══ 文書の一節 ══

360度評価のデメリット解消方法1:フィードバックをする
360度評価を導入したら、必ず被評価者へのフィードバックをするようにしましょう。どのようにフィードバックをするのかといった内容や、日程なども明確に決めておくようにしましょう。
360度評価は、被評価者の行動を観察し、本人にフィードバックするための方法です。フィードバックによってやる気を減退させてはデメリットになってしまいます。励ましや期待を伝えられるようなフィードバックを心掛けましょう。
360度評価のデメリット解消方法2:ルールの設定を行う
360度評価導入に当たっては、ルールを明確に設定しておくことが大切です。評価基準を明確にしておくことはもちろん、デメリットのところで述べたような社員同士が口裏合わせをするといったことが起こらないよう、事前にルールを徹底しておきましょう。
また、360度評価を報酬設定に直接反映させないことも重要です。色々な関係性の人からの評価が報酬に影響するとなれば、社員同士の関係を壊してしまいかねません。

═══
══ 提供データ ══

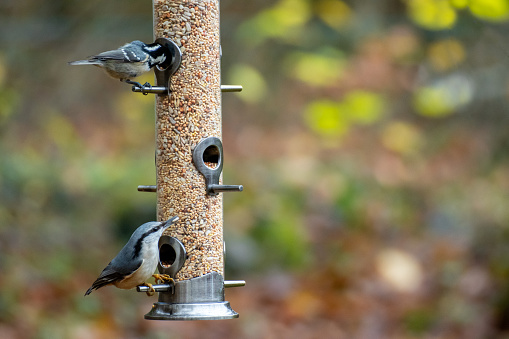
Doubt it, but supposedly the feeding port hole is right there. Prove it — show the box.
[203,145,221,169]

═══

*目的*
360度評価のデメリット解消方法を扱った文書の一節を、一字一句変えずに全文抜き出してください。 このデータは今回の作業には関係しません。

*回答*
360度評価のデメリット解消方法1:フィードバックをする
360度評価を導入したら、必ず被評価者へのフィードバックをするようにしましょう。どのようにフィードバックをするのかといった内容や、日程なども明確に決めておくようにしましょう。
360度評価は、被評価者の行動を観察し、本人にフィードバックするための方法です。フィードバックによってやる気を減退させてはデメリットになってしまいます。励ましや期待を伝えられるようなフィードバックを心掛けましょう。
360度評価のデメリット解消方法2:ルールの設定を行う
360度評価導入に当たっては、ルールを明確に設定しておくことが大切です。評価基準を明確にしておくことはもちろん、デメリットのところで述べたような社員同士が口裏合わせをするといったことが起こらないよう、事前にルールを徹底しておきましょう。
また、360度評価を報酬設定に直接反映させないことも重要です。色々な関係性の人からの評価が報酬に影響するとなれば、社員同士の関係を壊してしまいかねません。